## BEGIN Raw records
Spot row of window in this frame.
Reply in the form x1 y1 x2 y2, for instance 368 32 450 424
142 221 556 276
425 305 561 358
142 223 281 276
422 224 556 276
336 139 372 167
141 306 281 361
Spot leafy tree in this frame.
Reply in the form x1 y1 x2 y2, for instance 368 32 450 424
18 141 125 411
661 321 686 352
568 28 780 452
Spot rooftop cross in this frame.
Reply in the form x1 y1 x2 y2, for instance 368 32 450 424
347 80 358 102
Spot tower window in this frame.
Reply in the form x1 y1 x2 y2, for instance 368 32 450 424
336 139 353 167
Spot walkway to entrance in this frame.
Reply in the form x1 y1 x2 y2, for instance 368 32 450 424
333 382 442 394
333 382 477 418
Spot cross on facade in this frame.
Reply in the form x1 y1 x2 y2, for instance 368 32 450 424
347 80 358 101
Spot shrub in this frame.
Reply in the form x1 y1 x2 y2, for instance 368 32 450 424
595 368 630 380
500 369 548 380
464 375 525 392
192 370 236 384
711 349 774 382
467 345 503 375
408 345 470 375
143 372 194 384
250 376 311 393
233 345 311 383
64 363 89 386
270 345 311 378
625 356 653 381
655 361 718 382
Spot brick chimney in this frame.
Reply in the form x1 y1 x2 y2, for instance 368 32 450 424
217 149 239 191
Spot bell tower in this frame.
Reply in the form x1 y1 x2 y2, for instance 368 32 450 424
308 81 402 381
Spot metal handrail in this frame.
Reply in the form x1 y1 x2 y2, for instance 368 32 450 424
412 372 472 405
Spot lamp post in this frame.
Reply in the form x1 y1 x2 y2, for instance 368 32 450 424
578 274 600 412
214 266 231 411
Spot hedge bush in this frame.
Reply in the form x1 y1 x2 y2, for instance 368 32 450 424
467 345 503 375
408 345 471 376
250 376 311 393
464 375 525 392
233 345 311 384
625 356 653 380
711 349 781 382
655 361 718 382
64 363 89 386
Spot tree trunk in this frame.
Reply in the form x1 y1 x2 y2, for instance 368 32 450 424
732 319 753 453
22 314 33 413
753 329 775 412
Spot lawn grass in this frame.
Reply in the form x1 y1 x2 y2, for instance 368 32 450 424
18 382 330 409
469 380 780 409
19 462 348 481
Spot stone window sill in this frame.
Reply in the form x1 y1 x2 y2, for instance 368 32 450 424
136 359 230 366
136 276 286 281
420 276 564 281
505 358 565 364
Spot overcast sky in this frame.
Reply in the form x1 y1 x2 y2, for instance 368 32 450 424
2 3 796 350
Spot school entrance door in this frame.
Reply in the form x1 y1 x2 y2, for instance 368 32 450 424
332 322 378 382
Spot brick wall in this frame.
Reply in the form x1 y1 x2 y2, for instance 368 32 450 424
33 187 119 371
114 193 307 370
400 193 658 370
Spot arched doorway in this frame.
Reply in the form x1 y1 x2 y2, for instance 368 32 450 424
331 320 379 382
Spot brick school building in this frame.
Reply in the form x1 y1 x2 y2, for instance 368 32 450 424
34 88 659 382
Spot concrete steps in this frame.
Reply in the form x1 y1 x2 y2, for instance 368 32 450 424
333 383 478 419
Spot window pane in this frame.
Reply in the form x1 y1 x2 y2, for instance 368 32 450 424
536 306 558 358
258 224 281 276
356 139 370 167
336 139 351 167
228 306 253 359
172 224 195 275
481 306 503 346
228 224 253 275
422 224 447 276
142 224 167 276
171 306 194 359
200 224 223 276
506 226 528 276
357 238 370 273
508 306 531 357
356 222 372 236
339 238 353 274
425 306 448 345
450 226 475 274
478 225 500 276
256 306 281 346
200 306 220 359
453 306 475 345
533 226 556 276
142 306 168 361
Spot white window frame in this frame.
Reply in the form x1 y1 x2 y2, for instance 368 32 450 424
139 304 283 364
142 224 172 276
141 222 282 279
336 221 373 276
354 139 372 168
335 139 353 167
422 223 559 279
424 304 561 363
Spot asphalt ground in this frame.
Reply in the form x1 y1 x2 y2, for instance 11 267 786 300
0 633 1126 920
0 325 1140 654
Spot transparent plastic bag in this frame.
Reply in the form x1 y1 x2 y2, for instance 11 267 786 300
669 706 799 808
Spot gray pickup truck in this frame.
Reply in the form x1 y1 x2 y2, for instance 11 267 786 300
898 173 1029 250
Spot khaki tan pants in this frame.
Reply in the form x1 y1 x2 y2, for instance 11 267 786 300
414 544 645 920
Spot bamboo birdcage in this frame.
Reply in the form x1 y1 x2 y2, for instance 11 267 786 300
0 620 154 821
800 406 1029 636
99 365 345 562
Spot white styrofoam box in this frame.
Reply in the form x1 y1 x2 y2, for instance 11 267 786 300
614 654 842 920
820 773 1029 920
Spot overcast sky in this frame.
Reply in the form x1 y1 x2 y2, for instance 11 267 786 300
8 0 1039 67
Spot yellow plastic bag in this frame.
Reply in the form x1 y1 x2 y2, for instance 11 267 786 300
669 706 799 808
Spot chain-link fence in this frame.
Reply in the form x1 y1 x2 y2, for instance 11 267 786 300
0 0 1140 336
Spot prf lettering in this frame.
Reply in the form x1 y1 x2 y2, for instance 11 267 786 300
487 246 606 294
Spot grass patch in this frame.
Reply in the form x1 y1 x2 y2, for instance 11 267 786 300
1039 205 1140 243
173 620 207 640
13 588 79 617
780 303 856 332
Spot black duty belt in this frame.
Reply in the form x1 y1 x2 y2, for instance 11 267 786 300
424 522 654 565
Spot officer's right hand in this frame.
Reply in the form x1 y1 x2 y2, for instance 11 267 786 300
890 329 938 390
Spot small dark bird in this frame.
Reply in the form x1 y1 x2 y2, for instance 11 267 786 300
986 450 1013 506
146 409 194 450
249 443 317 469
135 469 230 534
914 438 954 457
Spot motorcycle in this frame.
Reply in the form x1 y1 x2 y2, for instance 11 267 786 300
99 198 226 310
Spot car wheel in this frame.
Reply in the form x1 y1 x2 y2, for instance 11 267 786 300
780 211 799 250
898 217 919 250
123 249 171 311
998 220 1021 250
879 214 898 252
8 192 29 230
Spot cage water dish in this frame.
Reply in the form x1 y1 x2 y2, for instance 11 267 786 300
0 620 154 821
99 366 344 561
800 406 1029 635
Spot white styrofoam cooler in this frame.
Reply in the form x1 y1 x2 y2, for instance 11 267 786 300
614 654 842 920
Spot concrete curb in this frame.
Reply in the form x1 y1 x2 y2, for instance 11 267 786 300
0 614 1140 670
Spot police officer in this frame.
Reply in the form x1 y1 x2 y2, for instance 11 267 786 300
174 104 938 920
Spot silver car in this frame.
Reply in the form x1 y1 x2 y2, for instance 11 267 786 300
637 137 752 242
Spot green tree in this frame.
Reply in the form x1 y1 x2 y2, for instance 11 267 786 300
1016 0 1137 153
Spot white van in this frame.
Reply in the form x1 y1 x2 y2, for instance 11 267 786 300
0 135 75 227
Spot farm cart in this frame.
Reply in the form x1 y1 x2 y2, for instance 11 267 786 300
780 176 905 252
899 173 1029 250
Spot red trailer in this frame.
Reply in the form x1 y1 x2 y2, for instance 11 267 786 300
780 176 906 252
## END Raw records
Can you reproduce every line of the data above, character for character, without changing anything?

* [Task response]
Spot row of window in this frame.
Reply in the form x1 y1 x2 y2, for instance 368 32 450 424
142 221 556 276
425 305 561 358
142 223 281 276
422 224 556 276
336 139 372 167
141 306 281 361
Spot leafy tree in this frame.
Reply in the form x1 y1 x2 y2, for instance 368 32 450 424
18 141 125 411
661 321 686 352
568 28 780 452
Spot rooftop cross in this frame.
Reply in the form x1 y1 x2 y2, for instance 368 32 450 424
347 80 358 102
Spot tower window in this frame.
Reply in the form x1 y1 x2 y2, for instance 368 32 450 424
336 139 353 167
Spot walkway to entrance in this frame.
Reply in the form x1 y1 x2 y2, for instance 368 32 450 424
333 382 442 394
333 382 477 418
Spot cross on facade in this frame.
Reply in the form x1 y1 x2 y2, for instance 368 32 450 424
347 80 358 101
Spot shrub in this frame.
Reply in the form x1 y1 x2 y2, for instance 368 32 450 424
595 368 630 380
500 369 548 380
464 375 525 392
192 370 236 384
711 349 774 382
467 345 503 375
408 345 470 375
143 372 194 384
250 376 311 393
233 345 311 383
64 363 89 386
270 345 311 378
625 356 653 381
655 361 718 382
Spot brick chimney in this frame.
Reply in the form x1 y1 x2 y2, for instance 368 32 450 424
217 149 239 191
Spot bell tower in this frame.
Reply in the form x1 y1 x2 y2, for instance 368 32 450 424
308 81 402 381
Spot metal handrail in this frame.
Reply in the form x1 y1 x2 y2, for instance 368 32 450 424
412 372 472 405
Spot lamp post in this frame.
Reply in the form x1 y1 x2 y2, for instance 368 32 450 424
578 274 600 412
214 266 231 411
Spot hedge bush in this frame.
Reply in the form x1 y1 x2 y2, for instance 368 32 450 424
467 345 503 375
408 345 471 376
250 376 311 393
464 375 525 392
233 345 311 384
625 356 653 380
711 349 781 382
655 361 718 382
64 363 89 386
Spot tree trunk in this frame.
Reply in the form x1 y1 x2 y2, for instance 368 32 450 424
732 319 753 453
22 314 33 413
753 329 775 412
Spot lawn grass in this frame.
Reply in the form x1 y1 x2 y2, for instance 368 32 450 424
18 382 330 409
469 380 780 409
19 462 348 481
Spot stone window sill in this frame.
Reply in the form x1 y1 x2 y2, for instance 368 32 450 424
136 359 230 366
136 276 286 281
420 276 564 281
505 358 565 364
Spot overcast sky in this frame.
Reply in the form x1 y1 x2 y2, for instance 368 32 450 424
2 3 796 350
Spot school entrance door in this frame.
Reply in the form x1 y1 x2 y2, for instance 368 32 450 424
332 322 378 382
Spot brick wall in this frame.
Reply in the form x1 y1 x2 y2, for instance 368 32 450 424
33 187 119 371
114 193 307 370
400 193 658 370
Spot arched doorway in this frame.
Reply in the form x1 y1 x2 y2, for instance 368 32 450 424
331 320 379 382
Spot brick school building in this frame.
Reply in the form x1 y1 x2 y2, for instance 368 32 450 424
34 88 659 382
Spot concrete steps in this frame.
Reply in the form x1 y1 x2 y2, for instance 368 32 450 424
333 383 478 419
Spot window pane in this frame.
Reply in the form x1 y1 x2 y2, for instance 368 32 450 424
536 306 558 358
258 224 281 276
356 139 370 167
336 139 351 167
228 306 253 359
172 224 195 275
481 306 503 346
228 224 253 275
422 224 447 276
142 224 167 276
171 306 194 359
200 224 223 276
506 226 528 276
357 238 370 273
508 306 531 357
356 222 372 236
339 238 353 274
425 306 448 345
450 226 475 274
478 225 500 276
256 306 281 346
200 306 220 359
453 306 475 345
533 226 556 276
142 306 168 361
Spot white window frame in this frame.
Reply in the form x1 y1 x2 y2, for instance 368 32 450 424
139 304 283 364
142 224 172 276
141 222 282 279
336 221 373 276
354 139 372 168
335 139 353 167
422 223 559 279
424 304 561 363
Spot asphalt ground in this frame.
Reply in the form x1 y1 x2 y2, for instance 11 267 786 300
0 633 1126 920
0 325 1140 654
Spot transparent plastic bag in this frame.
Reply in the form x1 y1 x2 y2, for instance 11 267 786 300
669 706 799 808
Spot gray pickup truck in this frame.
Reply in the form x1 y1 x2 y2, for instance 11 267 786 300
898 173 1029 250
Spot khaki tan pants in this frame.
Reply in the form x1 y1 x2 y2, for instance 11 267 786 300
414 544 645 920
Spot bamboo birdcage in this frame.
Reply in the form x1 y1 x2 y2, for instance 11 267 786 300
0 620 154 821
800 406 1029 636
99 365 345 562
Spot white styrofoam box in this frame.
Reply in the form x1 y1 x2 y2, for instance 11 267 786 300
614 654 842 920
820 773 1029 920
Spot overcast sky in this frame.
Reply in the form x1 y1 x2 y2, for instance 11 267 786 300
8 0 1039 67
Spot yellow plastic bag in this frame.
Reply in the form x1 y1 x2 y2, for instance 11 267 786 300
669 706 799 808
Spot chain-link fence in this frame.
Reply in the form x1 y1 x2 y2, for instance 11 267 786 300
0 0 1140 336
Spot prf lettering in this frame.
Reply in the form x1 y1 x2 y2, for instance 11 267 786 300
487 246 606 294
Spot grass patch in this frame.
Reply in the form x1 y1 x2 y2, for instance 11 267 786 300
1039 205 1140 243
173 620 207 640
13 588 79 617
780 303 856 332
Spot black duty belt in this frame.
Reply in the form x1 y1 x2 y2, for instance 11 267 786 300
424 522 654 565
Spot officer's right hand in this frame.
Reply in the form x1 y1 x2 y2, for instance 11 267 786 300
890 329 938 390
Spot small dark bird in this frame.
Reply in the form x1 y1 x2 y2, for instance 11 267 786 300
986 450 1013 506
146 409 194 450
249 443 317 469
135 469 230 534
914 438 954 457
Spot motorcycle in this frame.
Reply in the form x1 y1 x2 y2, for instance 11 267 786 300
99 198 226 310
Spot car wheel in this frame.
Reply in the form x1 y1 x2 y2, for instance 11 267 786 300
780 211 799 250
898 217 919 250
123 249 171 311
998 220 1021 250
879 214 898 252
8 192 29 230
Spot cage water dish in this frame.
Reply in the form x1 y1 x2 y2, for instance 11 267 786 300
0 620 154 821
99 366 344 561
800 406 1029 635
Spot white styrofoam cooler in this frame.
Reply in the form x1 y1 x2 y2, for instance 11 267 786 300
614 654 842 920
Spot concrete curb in this frame.
Reply in the form x1 y1 x2 y2, for instance 11 267 786 300
0 614 1140 670
Spot police officer in this frame.
Reply in the form x1 y1 x2 y2, for instance 11 267 786 300
174 104 938 920
Spot silver car in this frame.
Reply in the form x1 y1 x2 y2, for instance 11 267 786 300
637 137 752 242
Spot green tree in this frame.
Reply in the form x1 y1 x2 y2, for instance 11 267 786 300
1016 0 1137 153
Spot white van in this frame.
Reply in the form x1 y1 x2 y2, for instance 11 267 786 300
0 135 75 227
Spot farm cart in this frame.
Reply in the form x1 y1 x2 y2, for instance 11 267 786 300
780 176 905 252
899 173 1029 250
Spot red trailer in this frame.
Reply in the form x1 y1 x2 y2, for instance 11 267 786 300
780 176 906 252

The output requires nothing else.